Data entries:
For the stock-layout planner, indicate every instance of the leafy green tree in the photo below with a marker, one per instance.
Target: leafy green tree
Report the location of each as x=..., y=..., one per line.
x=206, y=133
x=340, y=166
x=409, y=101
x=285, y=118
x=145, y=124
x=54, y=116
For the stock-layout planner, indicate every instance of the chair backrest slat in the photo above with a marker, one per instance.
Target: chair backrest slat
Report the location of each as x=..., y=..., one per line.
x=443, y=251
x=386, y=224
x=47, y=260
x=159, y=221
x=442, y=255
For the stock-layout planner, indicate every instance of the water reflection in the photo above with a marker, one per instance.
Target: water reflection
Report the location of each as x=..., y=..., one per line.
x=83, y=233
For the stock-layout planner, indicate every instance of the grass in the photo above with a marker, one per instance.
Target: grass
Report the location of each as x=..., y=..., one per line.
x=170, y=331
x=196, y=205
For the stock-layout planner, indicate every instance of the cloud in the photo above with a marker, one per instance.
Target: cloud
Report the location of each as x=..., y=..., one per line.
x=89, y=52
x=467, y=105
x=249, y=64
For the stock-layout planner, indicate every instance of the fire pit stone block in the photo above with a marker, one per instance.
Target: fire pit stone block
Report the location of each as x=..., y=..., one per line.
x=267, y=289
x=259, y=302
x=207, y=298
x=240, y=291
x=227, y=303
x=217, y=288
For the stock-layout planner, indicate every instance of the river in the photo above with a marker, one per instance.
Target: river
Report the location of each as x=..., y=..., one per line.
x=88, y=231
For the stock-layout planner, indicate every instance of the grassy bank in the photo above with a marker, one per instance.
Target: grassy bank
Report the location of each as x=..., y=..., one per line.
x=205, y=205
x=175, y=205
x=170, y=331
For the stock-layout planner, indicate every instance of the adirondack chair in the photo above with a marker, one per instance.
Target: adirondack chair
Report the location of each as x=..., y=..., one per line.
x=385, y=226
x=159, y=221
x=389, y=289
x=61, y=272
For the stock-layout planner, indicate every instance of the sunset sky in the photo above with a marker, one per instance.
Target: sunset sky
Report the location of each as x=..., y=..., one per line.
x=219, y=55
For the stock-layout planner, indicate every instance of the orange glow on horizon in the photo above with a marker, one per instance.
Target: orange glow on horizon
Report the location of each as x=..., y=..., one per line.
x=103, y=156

● **Work to do**: Repeat the stretch of the data entries from the very first line through the line containing "x=285, y=118", both ends included, word for word.

● **Response for this exercise**:
For the stock-layout planner, indicate every instance of the leafy green tree in the photo below with a marker, one per instance.
Target: leafy green tree
Report the location of each as x=..., y=..., one per line.
x=206, y=133
x=340, y=166
x=409, y=101
x=285, y=118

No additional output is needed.